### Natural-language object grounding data
****

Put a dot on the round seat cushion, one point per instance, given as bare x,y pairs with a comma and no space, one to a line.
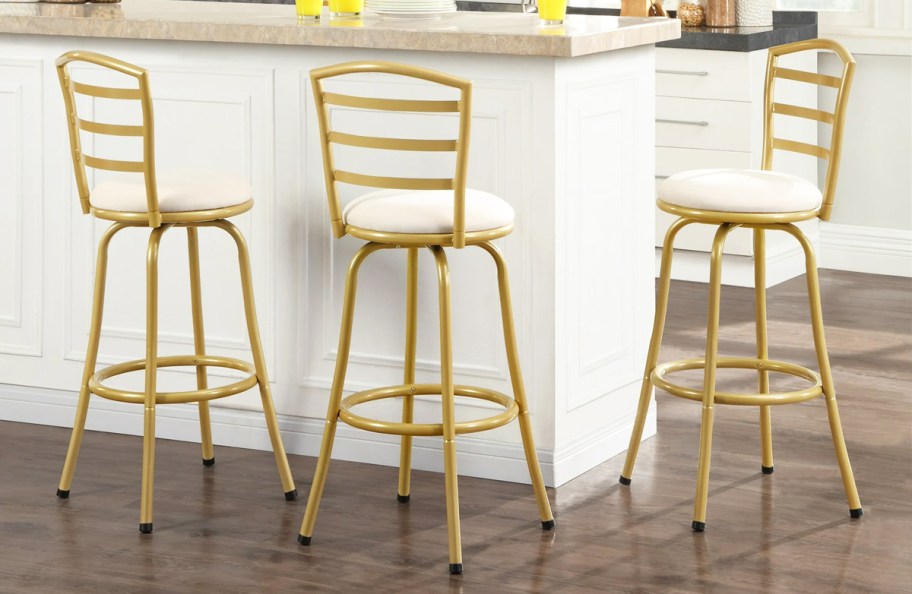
425,211
740,190
179,190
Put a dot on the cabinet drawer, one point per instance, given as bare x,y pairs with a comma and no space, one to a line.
702,74
705,124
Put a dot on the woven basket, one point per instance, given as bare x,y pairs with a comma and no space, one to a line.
754,13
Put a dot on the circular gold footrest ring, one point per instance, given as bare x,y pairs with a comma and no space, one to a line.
658,379
96,386
511,410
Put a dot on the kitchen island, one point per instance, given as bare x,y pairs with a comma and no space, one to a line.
563,129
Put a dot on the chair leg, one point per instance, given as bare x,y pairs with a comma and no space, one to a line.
259,362
826,375
408,402
766,431
709,378
82,405
652,356
335,394
148,470
519,392
447,394
199,344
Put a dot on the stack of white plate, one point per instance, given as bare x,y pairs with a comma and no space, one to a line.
410,9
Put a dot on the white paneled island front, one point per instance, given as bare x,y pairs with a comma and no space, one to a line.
562,129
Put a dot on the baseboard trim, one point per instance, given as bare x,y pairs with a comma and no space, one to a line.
477,457
875,250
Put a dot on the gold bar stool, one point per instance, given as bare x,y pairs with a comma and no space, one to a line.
411,213
761,200
186,198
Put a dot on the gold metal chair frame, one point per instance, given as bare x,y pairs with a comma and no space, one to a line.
820,384
150,398
342,408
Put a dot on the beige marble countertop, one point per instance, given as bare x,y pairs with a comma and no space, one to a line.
270,24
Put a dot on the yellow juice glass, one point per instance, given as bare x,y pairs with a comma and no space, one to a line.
308,9
552,12
345,7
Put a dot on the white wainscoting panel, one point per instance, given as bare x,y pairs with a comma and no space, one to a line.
21,233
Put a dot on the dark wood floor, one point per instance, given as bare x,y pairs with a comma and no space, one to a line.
228,529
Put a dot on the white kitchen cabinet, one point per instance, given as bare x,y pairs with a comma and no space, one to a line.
709,114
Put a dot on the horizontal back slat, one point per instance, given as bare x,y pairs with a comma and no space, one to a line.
390,104
396,144
801,147
106,92
808,77
403,183
803,112
110,129
112,165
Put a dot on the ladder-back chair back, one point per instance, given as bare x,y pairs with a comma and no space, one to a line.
462,106
140,92
842,85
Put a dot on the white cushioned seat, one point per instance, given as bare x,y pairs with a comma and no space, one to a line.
740,190
179,190
425,211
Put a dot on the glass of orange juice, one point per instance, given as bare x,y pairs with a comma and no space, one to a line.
308,9
343,8
552,12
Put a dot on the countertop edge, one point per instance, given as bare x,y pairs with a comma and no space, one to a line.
515,34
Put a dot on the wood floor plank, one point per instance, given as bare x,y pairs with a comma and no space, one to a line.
228,529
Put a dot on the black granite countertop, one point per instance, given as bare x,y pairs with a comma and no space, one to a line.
788,26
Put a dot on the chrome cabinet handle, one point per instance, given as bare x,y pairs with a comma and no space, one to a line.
684,72
684,122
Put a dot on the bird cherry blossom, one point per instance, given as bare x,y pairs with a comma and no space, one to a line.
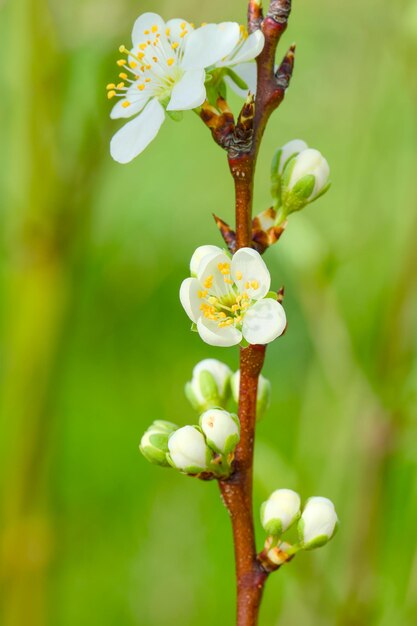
227,299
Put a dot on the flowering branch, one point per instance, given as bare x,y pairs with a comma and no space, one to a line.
176,67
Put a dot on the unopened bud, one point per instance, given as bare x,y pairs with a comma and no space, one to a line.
280,511
318,523
209,386
154,443
188,450
305,178
263,398
222,430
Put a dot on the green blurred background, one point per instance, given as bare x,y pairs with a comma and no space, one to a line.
94,343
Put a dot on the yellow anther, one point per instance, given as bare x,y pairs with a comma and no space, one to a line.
208,283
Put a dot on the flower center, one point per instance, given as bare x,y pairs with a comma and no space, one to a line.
153,66
228,308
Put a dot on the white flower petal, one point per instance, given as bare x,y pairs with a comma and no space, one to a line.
137,103
250,273
137,134
210,332
264,322
189,298
248,73
189,92
248,51
209,267
145,22
176,29
209,44
198,255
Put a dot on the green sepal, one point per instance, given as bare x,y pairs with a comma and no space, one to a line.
177,116
236,79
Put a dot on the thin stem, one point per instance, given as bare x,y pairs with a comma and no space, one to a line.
237,490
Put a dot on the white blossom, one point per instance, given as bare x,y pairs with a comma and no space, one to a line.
318,522
188,450
227,300
221,429
280,511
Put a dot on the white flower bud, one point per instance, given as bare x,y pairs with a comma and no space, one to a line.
209,386
263,398
286,152
318,522
154,443
200,253
221,429
188,450
306,177
280,511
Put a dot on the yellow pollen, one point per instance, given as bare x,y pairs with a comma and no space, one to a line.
208,283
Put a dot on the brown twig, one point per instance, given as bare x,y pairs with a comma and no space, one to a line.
242,145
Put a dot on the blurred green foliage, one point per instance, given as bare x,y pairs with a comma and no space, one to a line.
94,344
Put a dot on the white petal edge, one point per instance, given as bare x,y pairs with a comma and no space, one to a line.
264,322
189,298
209,44
210,333
145,22
137,134
249,264
189,92
199,253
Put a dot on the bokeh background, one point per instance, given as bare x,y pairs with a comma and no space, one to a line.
94,343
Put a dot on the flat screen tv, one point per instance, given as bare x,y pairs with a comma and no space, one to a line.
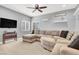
8,23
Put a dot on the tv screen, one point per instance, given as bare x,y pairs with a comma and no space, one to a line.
7,23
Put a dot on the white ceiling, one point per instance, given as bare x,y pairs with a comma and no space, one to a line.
51,8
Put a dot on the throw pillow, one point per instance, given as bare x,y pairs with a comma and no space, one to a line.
69,35
75,43
63,34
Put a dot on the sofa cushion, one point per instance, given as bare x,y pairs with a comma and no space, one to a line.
69,35
63,34
75,43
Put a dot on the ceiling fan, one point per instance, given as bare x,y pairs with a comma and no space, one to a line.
37,7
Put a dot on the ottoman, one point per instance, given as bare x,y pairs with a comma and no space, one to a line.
47,43
30,38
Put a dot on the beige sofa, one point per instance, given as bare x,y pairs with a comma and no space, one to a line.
61,44
61,48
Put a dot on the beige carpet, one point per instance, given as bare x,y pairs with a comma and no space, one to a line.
22,48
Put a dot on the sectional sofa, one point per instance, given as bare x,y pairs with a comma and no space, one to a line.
57,44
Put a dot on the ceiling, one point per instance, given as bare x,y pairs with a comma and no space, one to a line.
51,8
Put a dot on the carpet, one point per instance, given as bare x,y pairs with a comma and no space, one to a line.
22,48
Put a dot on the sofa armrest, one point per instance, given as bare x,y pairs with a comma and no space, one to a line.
64,50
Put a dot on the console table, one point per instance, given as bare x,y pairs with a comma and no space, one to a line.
9,35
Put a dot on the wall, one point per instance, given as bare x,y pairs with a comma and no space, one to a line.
7,13
51,25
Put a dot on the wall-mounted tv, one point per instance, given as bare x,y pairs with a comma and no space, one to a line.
8,23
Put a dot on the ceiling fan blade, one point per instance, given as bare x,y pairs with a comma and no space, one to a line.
33,10
31,7
40,10
43,7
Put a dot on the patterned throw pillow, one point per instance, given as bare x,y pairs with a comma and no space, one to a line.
75,43
64,34
69,36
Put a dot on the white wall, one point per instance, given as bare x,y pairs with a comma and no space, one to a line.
7,13
51,25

****

Word for word, restate the records above and drop the pictures.

Put a dot on the round seat cushion, one point per instance, given as bare x,y pairs with a comma and no space, one to a line.
425,211
740,190
179,190
Put a dot on the cabinet drawer, one point per instance, given as bare x,y pairs with a comma and no space, one to a line.
702,74
705,124
Put a dot on the woven basket, one point per instance, given as bare x,y pairs with a comma and no space, one to a line.
754,13
Put a dot on the circular gold footrest ring, one point per instance, given as bare x,y pairs with a comma and no space, one to a line.
658,379
96,386
511,410
Put a dot on the kitchen island, one point per instance, given as bare x,y pairs with a comma and no space, one to a line.
563,129
Put a dot on the chair leg, one point per instance, given as bare x,y pairs with a comma and no space, one to a line.
259,362
826,375
408,402
766,431
709,378
82,405
652,356
335,394
148,470
519,392
447,394
199,344
Put a dot on the stack of white plate, one point per instance, given as bare x,y pairs with a comma and no space, one to a line.
410,9
Put a dot on the white paneled island front, one point per instance, given as bare x,y pairs with a comma and no space, one to a line.
562,129
Put a dot on the baseboard trim, one point per instance, given as bare x,y pairs with a comma and no space, one to a line.
477,457
875,250
Put a dot on the gold bar stool, one point per instance, given as bare x,y pairs with a comma and no space, one to a line.
411,213
761,200
186,198
Put a dot on the gold metal chair frame, one point per instance, given as bare x,y pairs with a comma and no space, one to a line.
820,384
150,398
342,408
Put a dot on the beige marble countertop, one point per instance, given as bare x,y pairs with a comma and no space, one to a line.
270,24
Put a dot on the yellow juice glass, one point per instance, given as bare x,y pairs with a comma and no space, one to a line.
308,9
552,12
345,7
Put a dot on the white wainscoting panel, one point per instance, given as bare x,y pairs with a comma and no space, one to a line.
21,233
Put a dot on the dark wood floor, one point per instance, given as bare x,y pairs with a comma and no space, one to a line.
228,529
Put a dot on the white kitchen cabinet, one point per instance, given as bare x,y pairs with a comma and no space, one to a line.
709,114
Put a dot on the horizontal back slat, one point per instance, given as bare x,y pairs with a comma and no space, one to a line.
390,104
396,144
801,147
106,92
808,77
403,183
803,112
110,129
112,165
Put a dot on the ladder-back chair back, one point per instance, given as bare x,y pairs with a comma and no space, one to a line.
462,106
140,92
842,85
Put a dot on the white cushioned seat, one point per instance, given as bare x,y pairs with a comma and no space, one to a line.
740,190
179,190
425,211
Put a dot on the glass of orange juice, one point per instance, given as bare x,y pairs with a comma and no space, one to a line.
308,9
343,8
552,12
Put a dot on the countertop edge, one point per instance, given as bare x,y pairs with a comma and no space, one to a line.
515,34
Put a dot on the wood floor plank, one point per instance, given as bare x,y pairs with a comma and no space, one to a line.
228,529
Put a dot on the black granite countertop, one point per instance, given as bare x,y pairs with a comma and no space, one to a line.
788,26
Put a dot on the chrome cabinet handle, one point per instance, given as bare x,y pairs with a comma and no space, one to a line.
684,72
684,122
Put a dot on the bird cherry blossom, one point per instance, given as bare x,y pairs with a comma and no space, one to a line.
227,299
Put a dot on the flowering branch, one point per instance, given as bare x,y pairs with a comma and no space, one to a line.
176,67
Put a dot on the unopened bud, one point per instance, given as bare x,y pairs with a comma and no space, one to a line.
280,511
318,523
209,386
154,443
188,450
305,178
263,398
222,430
Put a dot on the green blurred background, one point per instance, given as bare x,y pairs with a comma and no space, one to a line.
94,343
Put a dot on the yellow anther, one point per instance, given as bare x,y pairs with a comma and no space, one to a line.
208,283
Put a dot on the flower center, one point per instance, given as bare x,y pairs with a comma and no space, one to a line.
153,66
228,308
Put a dot on the white flower petal, one point per instance, given as bare x,y pairs with a comma and no space, one to a line.
137,103
250,273
137,134
210,332
264,322
189,298
248,73
189,92
248,51
209,267
145,22
176,29
209,44
198,255
Put a dot on the green sepal, one point per instance, given as bare x,y pairs with a comma and no space, one to a line.
177,116
236,79
Put a dot on the thin stem, one point per instance, given as bare x,y pairs with a comma and no space, one to a line.
237,490
Put a dot on the white blossom, one point per instance, given as bare x,y pairs with a comma and no space, one to a line.
318,522
188,450
227,300
221,429
280,511
Put a dot on the white flower bud, one point per instance, given as bare x,y pairs with a comma and no space, one to a line.
209,386
263,398
286,152
318,522
154,443
200,253
221,429
188,450
306,177
280,511
Put a dot on the yellow pollen, one point per instance, given as bare x,y pairs with a comma and no space, one to a line.
208,283
Put a dot on the brown twig, one point per instance, given as bare x,y pairs with a comma and no space, one to a line.
242,145
Put a dot on the blurred green foliage, one point per instance, given as bare x,y pairs with a comma and no space, one to a line.
94,344
Put a dot on the white petal edge, one point per instance, given as bare x,y pairs with a comma and no space, one to a line.
264,322
189,298
209,44
210,333
145,22
137,134
249,264
189,92
199,253
Put a dot on the bokeh background, one point per instance, given as bare x,y pairs with a comma and no space, one to a line.
94,343
Put a dot on the flat screen tv, one point per instance, given as bare x,y pairs with a comma and no space, one to a line.
8,23
Put a dot on the tv screen, one point per instance, given as bare x,y pairs with a comma and no space, one to a line.
7,23
Put a dot on the white ceiling, one point per instance, given as bare x,y pairs with a comma and no space, one to a line.
51,8
Put a dot on the throw pillow, one point per instance, given as bare x,y pairs with a comma and no space, one to a line.
69,35
75,43
63,34
Put a dot on the sofa cushion, one point per instance, given as bare x,y pairs with a comma and no space, one to a line.
69,35
63,34
75,43
Put a dot on the ceiling fan, one point per instance, given as bare x,y pairs with a comma and no space, one to a line.
37,7
Put a dot on the ottoman, one point per instance, given as bare x,y pairs with a comma and no space, one to a line.
47,43
30,38
Put a dot on the beige sofa, one point per instance, given as bare x,y pairs with a comma and no space, one to a line.
61,44
61,48
Put a dot on the beige carpet, one point per instance, given as bare x,y pairs with a comma and no space, one to a line.
22,48
Put a dot on the sectional sofa, one point per instance, given as bare x,y pairs with a comma and no space, one to a line.
57,44
Put a dot on the ceiling, one point per instance, given as bare x,y pairs with a comma and no space, one to a line.
51,8
Put a dot on the carpet, one point per instance, given as bare x,y pairs with a comma and no space, one to a line.
22,48
Put a dot on the sofa armrest, one point per instance, given as bare x,y pairs with a comma and no space, one to a line.
64,50
Put a dot on the console table, one point per instance, given as bare x,y pairs with a comma and no space, one to a line.
9,35
Put a dot on the wall, one point per instance, given as bare x,y pairs with a comma and no space, one to a line.
7,13
51,25
Put a dot on the wall-mounted tv, one point per instance, given as bare x,y pairs with a comma and no space, one to a line.
8,23
Put a dot on the ceiling fan blade, one point per instance, given as bare x,y pairs with a comma and no space, one to a line.
33,10
31,7
40,10
43,7
Put a dot on the patterned throw pillow, one point per instance, given as bare x,y pairs with a comma and no space, one to a line.
75,43
64,34
69,36
Put a dot on the white wall, one point per instance, given as bare x,y pairs with a comma and no space, one to a line.
7,13
51,25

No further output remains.